Dokument:

Aus dem Open Space entsteht das Team der Evangelischen Jugendkirche Hamm. Es beginnt, in verschiedenen Gemeinden Jugendgottesdienste anzubieten. „Diese Gottesdienste waren krass anders als das, was die Jugendlichen bisher kannten“, erzählt Ulrike. „Wir haben zwar die liturgischen Elemente beibehalten, sie aber völlig frei ausgestaltet und bei der Vorbereitung ganz viele junge Leute einbezogen.“ Verschiedenste Ausdrucksweisen und Medien haben in den Jugendgottesdiensten Platz: Theater, Tanz, Kunstaktionen, Filme … alles ist erlaubt. Mit ihrem Mann und einigen Jugendlichen gründet Ulrike eine Band, die populäre Musik in die Gottesdienste einbringt. Die Reaktionen der Gottesdienstbesucher sind überwältigend. Nicht nur die Jugendlichen, auch ihre Eltern und Großeltern lernen Kirche auf ganz neue Weise kennen. „Wenn Kirche so ist, dann komme ich gerne!“, ist ein Satz, den das Team der Jugendkirche oft hört. Der Wunsch Rüdiger Schuchs scheint in Erfüllung zu gehen.

Datensatz:

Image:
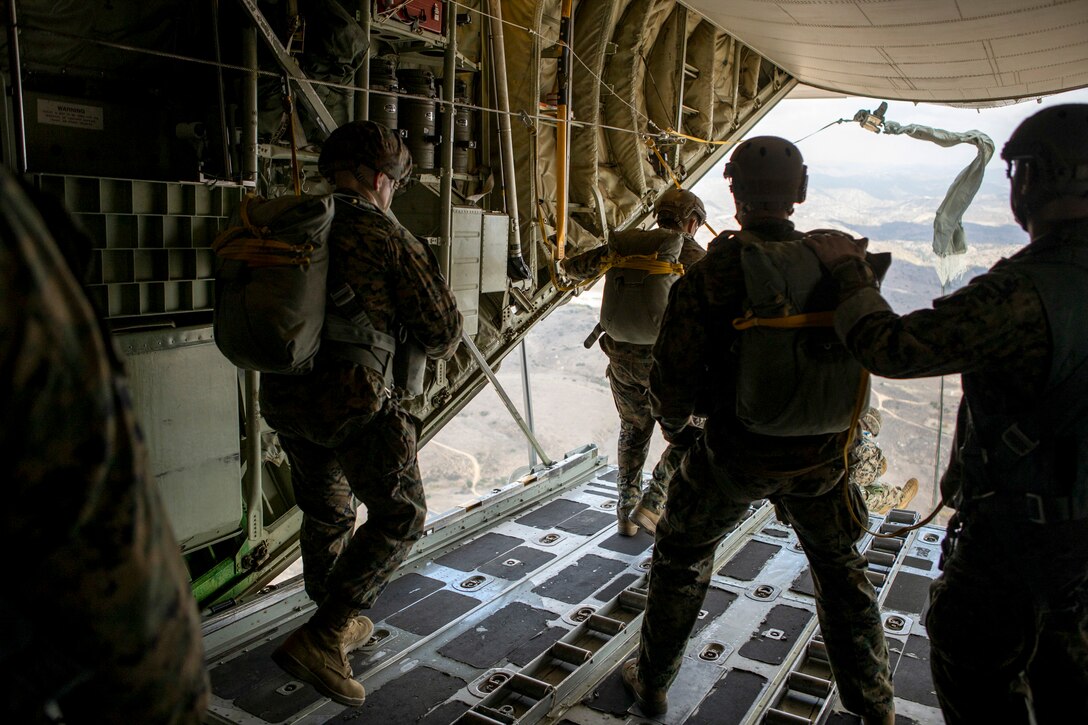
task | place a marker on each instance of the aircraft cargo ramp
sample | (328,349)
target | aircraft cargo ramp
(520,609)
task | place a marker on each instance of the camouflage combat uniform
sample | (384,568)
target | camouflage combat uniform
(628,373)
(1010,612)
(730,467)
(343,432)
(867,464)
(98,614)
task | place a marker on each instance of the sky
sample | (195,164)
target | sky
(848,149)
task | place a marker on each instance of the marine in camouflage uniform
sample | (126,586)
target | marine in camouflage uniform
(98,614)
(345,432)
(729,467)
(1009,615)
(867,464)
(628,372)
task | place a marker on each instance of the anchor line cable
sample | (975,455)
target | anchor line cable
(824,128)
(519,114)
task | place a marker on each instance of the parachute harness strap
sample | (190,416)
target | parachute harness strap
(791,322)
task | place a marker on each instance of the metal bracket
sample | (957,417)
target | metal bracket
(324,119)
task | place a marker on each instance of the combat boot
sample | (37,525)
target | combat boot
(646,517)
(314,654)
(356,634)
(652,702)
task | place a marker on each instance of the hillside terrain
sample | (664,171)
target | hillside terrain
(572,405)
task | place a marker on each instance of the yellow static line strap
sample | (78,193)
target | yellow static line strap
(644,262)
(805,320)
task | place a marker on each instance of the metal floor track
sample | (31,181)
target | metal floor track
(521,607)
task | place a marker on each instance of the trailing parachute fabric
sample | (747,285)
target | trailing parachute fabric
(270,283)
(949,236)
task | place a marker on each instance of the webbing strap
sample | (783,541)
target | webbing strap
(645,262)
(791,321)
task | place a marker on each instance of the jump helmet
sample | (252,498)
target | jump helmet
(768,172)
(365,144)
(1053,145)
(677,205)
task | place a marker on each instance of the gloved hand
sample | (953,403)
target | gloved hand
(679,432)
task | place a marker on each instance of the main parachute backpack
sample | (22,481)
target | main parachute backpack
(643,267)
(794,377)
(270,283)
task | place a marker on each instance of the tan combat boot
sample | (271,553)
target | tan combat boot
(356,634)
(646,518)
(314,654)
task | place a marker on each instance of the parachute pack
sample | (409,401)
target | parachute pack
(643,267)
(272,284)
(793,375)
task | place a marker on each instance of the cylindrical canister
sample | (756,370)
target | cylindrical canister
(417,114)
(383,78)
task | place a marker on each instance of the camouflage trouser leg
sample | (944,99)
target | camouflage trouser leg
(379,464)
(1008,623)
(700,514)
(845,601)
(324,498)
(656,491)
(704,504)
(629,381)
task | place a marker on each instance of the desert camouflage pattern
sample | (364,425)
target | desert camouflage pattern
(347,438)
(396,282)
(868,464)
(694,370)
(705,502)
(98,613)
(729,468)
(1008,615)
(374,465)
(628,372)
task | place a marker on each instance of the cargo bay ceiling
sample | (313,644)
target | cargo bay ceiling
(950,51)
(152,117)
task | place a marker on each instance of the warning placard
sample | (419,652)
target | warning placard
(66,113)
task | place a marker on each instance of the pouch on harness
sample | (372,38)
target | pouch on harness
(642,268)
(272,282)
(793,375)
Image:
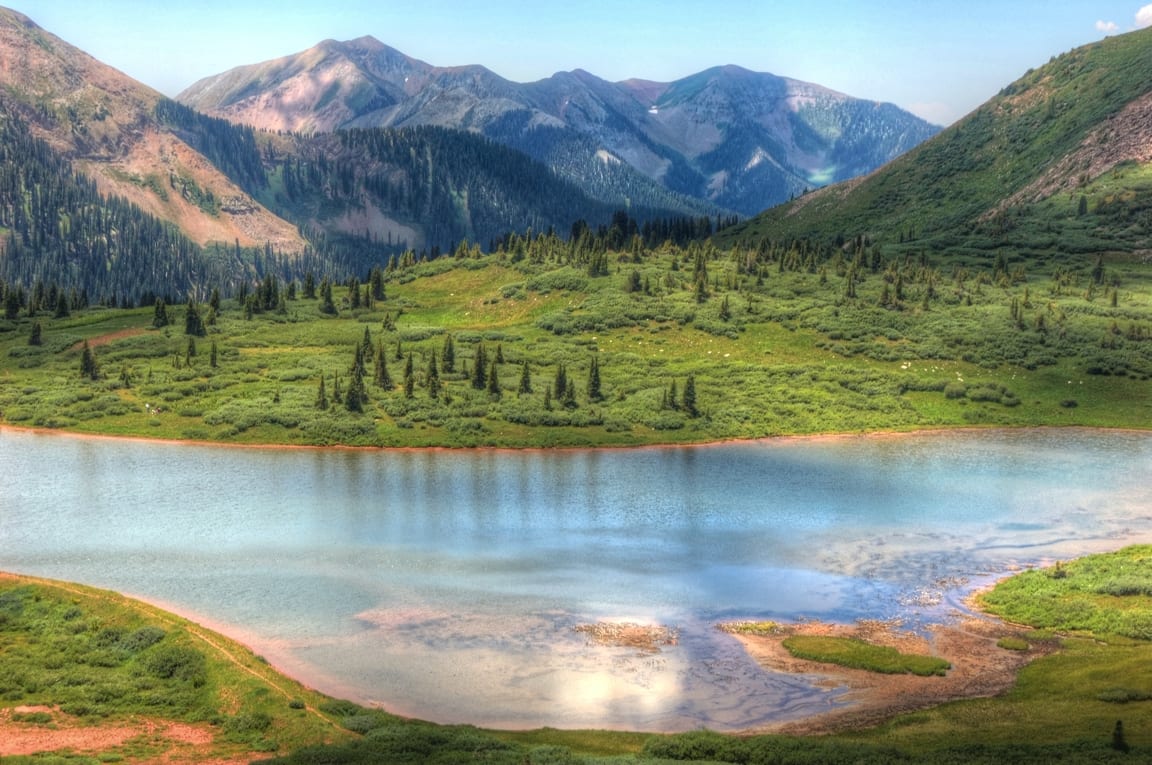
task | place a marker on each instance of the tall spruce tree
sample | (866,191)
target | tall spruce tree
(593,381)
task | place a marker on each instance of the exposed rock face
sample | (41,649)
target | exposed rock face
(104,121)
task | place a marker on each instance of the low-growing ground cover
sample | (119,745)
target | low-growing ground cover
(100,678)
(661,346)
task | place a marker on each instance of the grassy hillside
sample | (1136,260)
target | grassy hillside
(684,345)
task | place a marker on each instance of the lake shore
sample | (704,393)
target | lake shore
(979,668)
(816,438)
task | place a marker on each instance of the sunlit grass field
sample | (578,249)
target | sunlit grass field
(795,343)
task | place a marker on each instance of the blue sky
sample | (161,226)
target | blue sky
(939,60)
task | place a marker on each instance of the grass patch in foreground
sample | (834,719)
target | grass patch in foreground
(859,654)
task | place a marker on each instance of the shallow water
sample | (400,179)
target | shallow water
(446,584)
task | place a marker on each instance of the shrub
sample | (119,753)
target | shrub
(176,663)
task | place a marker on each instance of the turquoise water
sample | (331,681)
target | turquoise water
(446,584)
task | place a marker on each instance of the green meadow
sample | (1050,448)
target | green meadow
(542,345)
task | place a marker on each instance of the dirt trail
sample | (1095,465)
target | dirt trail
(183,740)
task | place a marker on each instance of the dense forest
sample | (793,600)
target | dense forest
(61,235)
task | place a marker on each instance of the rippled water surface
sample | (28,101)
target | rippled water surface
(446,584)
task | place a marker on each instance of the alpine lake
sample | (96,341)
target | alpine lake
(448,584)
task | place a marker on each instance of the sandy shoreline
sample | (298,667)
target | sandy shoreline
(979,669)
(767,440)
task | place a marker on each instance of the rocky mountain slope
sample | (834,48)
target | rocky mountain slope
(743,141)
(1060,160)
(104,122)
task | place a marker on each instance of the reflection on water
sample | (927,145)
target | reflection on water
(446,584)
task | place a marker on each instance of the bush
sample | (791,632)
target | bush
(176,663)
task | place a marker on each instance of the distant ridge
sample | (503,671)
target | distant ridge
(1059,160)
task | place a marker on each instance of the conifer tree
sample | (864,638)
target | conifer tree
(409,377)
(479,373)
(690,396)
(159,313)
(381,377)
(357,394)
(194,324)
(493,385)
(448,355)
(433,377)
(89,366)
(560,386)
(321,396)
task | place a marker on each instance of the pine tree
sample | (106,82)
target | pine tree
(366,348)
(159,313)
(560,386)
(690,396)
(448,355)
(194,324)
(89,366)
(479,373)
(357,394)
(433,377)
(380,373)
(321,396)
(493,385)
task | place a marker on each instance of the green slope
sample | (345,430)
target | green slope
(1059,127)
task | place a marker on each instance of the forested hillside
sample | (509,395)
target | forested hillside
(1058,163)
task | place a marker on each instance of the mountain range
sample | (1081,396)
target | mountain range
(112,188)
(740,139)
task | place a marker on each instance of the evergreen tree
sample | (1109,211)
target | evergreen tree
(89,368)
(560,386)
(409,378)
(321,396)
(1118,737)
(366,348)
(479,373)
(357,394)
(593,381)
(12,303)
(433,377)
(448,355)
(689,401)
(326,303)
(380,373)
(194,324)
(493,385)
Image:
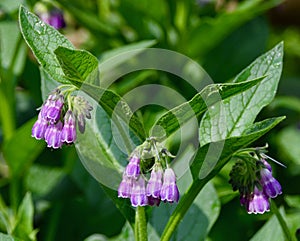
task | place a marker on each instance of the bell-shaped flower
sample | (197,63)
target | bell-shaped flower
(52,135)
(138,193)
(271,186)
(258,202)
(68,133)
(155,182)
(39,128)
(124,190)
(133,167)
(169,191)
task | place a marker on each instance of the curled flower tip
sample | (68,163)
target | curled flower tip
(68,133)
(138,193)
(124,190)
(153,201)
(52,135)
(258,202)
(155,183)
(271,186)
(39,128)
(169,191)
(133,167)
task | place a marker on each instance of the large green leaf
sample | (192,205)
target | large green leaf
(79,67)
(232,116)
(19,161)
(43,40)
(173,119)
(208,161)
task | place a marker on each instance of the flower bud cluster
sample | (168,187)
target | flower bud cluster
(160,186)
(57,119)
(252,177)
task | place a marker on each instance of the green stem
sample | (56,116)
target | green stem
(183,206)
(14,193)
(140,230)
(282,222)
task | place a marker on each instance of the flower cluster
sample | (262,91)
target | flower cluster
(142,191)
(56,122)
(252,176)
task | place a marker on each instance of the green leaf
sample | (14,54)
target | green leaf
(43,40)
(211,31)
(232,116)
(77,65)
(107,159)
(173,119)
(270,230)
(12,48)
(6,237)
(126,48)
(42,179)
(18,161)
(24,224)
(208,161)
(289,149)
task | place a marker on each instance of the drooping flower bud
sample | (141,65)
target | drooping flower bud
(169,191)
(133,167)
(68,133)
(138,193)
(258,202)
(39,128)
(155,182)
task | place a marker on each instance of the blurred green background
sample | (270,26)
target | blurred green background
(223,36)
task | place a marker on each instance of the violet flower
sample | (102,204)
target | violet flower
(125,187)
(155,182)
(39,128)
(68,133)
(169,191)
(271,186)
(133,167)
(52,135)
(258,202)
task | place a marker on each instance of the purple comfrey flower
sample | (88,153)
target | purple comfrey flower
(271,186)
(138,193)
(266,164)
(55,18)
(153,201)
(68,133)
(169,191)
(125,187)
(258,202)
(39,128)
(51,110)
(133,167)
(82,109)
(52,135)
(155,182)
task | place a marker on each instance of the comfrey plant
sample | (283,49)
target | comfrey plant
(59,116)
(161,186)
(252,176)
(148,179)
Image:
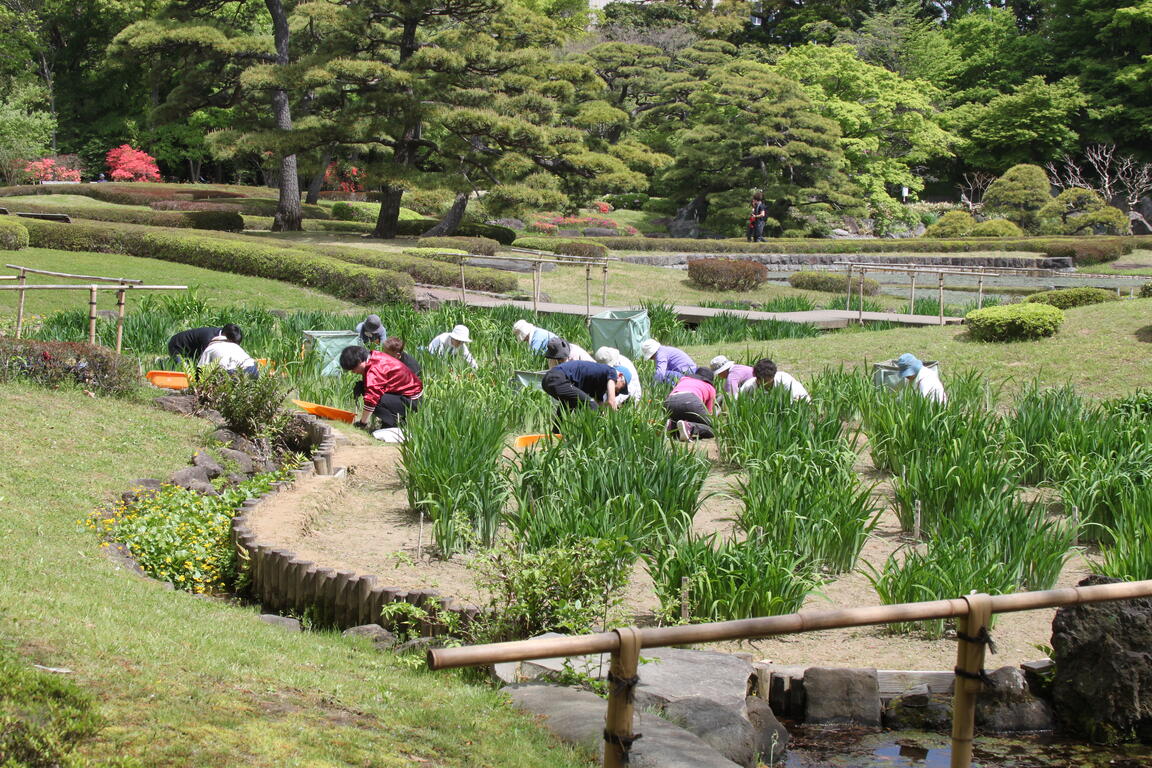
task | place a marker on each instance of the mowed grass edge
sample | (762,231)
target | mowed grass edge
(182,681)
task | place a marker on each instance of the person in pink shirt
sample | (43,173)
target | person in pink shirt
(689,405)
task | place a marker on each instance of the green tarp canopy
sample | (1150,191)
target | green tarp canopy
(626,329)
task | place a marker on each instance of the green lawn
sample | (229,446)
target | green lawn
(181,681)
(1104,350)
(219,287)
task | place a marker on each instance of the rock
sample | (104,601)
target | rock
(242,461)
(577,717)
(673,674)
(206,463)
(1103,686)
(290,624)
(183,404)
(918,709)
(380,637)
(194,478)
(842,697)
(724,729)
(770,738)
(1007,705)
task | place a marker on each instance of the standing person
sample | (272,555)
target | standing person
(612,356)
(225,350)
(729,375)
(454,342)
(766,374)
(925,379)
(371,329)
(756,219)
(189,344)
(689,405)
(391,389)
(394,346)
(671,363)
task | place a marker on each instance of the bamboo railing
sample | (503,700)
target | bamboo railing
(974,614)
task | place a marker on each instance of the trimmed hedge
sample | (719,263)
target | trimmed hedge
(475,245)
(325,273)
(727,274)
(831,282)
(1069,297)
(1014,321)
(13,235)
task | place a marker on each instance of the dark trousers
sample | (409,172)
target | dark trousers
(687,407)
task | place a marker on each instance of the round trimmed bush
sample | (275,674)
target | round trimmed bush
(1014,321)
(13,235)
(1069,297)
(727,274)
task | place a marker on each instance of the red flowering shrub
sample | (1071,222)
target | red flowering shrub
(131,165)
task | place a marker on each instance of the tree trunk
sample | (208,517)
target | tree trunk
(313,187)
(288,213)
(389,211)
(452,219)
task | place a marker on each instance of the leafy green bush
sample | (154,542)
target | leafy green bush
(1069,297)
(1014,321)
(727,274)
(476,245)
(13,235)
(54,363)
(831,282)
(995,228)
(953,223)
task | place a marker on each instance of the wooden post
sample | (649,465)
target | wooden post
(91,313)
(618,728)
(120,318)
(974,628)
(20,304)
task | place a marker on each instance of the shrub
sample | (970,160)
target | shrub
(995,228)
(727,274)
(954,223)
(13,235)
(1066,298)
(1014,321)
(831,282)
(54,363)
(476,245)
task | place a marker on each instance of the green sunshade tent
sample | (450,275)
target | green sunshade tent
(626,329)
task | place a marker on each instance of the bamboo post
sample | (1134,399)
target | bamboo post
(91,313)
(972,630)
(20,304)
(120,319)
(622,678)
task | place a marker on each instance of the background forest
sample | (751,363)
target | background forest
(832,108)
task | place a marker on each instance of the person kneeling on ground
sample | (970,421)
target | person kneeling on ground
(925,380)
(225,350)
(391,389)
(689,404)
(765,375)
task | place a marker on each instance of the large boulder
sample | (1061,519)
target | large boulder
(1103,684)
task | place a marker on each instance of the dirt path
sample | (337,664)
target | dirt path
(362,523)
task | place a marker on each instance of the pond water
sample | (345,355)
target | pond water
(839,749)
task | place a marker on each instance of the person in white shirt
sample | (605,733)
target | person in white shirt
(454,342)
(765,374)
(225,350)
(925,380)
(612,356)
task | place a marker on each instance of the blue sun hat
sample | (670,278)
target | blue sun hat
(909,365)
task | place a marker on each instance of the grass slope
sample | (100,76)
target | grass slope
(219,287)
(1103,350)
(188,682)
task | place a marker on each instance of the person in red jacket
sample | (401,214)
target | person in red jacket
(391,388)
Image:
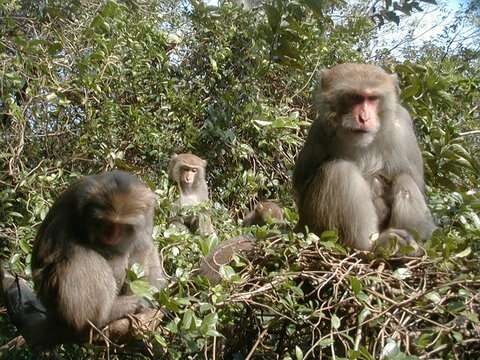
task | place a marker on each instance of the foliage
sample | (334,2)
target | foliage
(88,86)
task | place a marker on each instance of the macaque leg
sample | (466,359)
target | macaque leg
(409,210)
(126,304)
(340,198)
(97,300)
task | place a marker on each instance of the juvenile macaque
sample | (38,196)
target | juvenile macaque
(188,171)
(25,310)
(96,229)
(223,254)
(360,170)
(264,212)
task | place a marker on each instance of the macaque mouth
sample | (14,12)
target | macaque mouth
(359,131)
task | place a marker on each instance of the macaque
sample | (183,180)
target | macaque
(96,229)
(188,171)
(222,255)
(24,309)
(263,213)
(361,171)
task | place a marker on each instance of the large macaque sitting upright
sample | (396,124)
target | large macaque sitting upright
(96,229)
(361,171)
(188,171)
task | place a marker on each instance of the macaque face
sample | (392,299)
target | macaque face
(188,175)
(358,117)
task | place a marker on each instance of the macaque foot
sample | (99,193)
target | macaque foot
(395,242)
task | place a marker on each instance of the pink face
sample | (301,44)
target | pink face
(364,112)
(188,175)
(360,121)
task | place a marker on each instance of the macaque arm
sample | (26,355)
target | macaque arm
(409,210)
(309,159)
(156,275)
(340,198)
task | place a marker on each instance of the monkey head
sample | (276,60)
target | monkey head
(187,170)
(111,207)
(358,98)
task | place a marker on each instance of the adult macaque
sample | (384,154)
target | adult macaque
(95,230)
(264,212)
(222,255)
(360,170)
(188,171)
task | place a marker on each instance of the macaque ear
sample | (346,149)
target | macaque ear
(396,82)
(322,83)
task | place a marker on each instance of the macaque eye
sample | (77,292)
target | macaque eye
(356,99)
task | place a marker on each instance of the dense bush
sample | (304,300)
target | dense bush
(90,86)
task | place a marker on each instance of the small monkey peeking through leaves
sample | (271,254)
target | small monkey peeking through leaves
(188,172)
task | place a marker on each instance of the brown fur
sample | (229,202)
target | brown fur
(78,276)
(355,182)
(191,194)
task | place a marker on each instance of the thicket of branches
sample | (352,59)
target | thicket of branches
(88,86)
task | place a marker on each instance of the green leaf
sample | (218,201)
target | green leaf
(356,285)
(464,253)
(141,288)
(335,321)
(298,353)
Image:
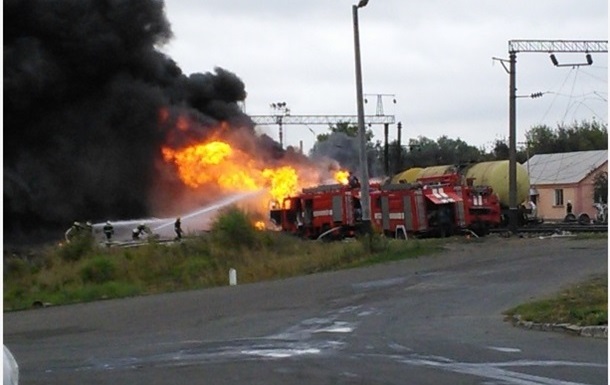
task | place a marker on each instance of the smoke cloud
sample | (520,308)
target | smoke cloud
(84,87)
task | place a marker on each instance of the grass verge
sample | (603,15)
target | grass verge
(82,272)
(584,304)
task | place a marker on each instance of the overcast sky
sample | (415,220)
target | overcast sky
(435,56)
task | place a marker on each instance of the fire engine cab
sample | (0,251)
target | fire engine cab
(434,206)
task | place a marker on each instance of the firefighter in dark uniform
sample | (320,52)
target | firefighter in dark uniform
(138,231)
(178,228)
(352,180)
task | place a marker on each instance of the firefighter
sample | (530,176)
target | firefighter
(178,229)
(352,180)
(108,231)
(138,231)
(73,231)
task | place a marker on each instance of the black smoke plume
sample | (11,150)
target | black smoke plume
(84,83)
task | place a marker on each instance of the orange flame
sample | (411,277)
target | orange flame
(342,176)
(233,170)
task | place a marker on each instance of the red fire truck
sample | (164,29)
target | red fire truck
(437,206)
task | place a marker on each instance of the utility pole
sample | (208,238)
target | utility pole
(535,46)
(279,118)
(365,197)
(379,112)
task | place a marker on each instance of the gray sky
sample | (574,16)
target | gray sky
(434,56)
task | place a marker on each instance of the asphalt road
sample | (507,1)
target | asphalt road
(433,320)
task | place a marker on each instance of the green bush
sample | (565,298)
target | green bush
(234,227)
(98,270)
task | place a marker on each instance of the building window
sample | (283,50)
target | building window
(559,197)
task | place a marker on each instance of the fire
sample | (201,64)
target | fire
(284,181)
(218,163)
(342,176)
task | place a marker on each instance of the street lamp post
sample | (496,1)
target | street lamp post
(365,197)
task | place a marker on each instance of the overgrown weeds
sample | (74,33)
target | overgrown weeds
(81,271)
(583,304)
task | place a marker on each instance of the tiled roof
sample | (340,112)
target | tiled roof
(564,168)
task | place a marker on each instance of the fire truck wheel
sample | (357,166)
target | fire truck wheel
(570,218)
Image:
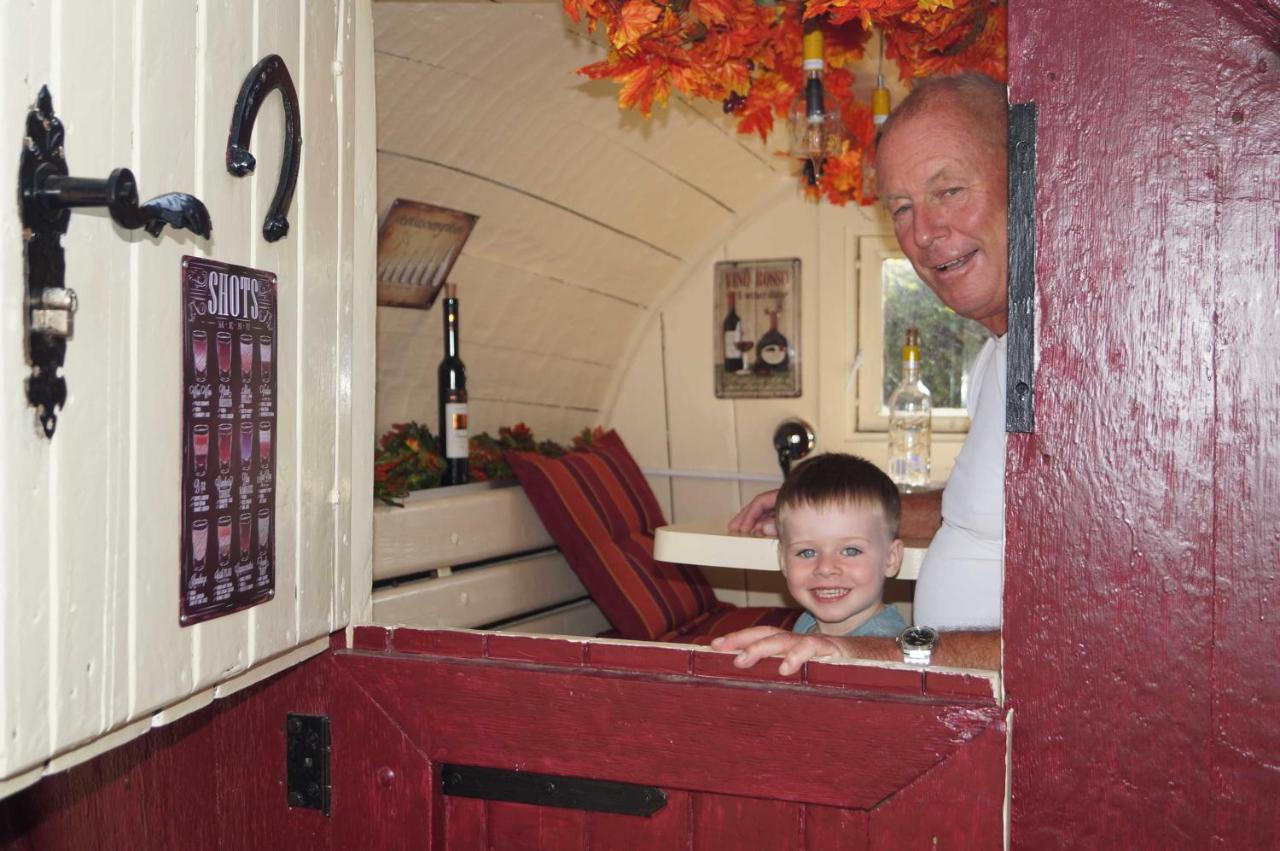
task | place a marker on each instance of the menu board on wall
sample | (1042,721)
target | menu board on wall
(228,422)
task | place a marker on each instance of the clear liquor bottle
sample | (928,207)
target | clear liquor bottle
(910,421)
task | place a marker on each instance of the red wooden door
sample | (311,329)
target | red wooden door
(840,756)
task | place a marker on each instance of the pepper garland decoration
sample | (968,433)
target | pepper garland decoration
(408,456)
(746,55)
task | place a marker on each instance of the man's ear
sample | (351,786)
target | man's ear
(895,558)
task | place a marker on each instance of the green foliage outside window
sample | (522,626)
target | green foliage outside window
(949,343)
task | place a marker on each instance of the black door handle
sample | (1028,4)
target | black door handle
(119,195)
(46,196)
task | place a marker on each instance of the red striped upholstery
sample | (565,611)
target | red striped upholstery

Aufgaben:
[A] Welche Art von Musik bringt die Band, die Ulrike gründet, laut dem Text über die Jugendkirche Hamm in die Gottesdienste ein?
[B] Stimmen die folgenden Aussagen mit dem Text über die Jugendkirche Hamm überein? Antworte jeweils mit Ja oder Nein und zitiere die entscheidenden Worte. (i) In den Jugendgottesdiensten wurden die liturgischen Elemente abgeschafft. (ii) Auch Eltern und Großeltern lernen Kirche auf neue Weise kennen. (iii) Die Jugendgottesdienste werden nur in einer einzigen Gemeinde angeboten.

Lösungen:
[A] Populäre Musik.

[B]
(i) Nein: „Wir haben zwar die liturgischen Elemente beibehalten“
(ii) Ja: „Nicht nur die Jugendlichen, auch ihre Eltern und Großeltern lernen Kirche auf ganz neue Weise kennen.“
(iii) Nein: „in verschiedenen Gemeinden Jugendgottesdienste anzubieten“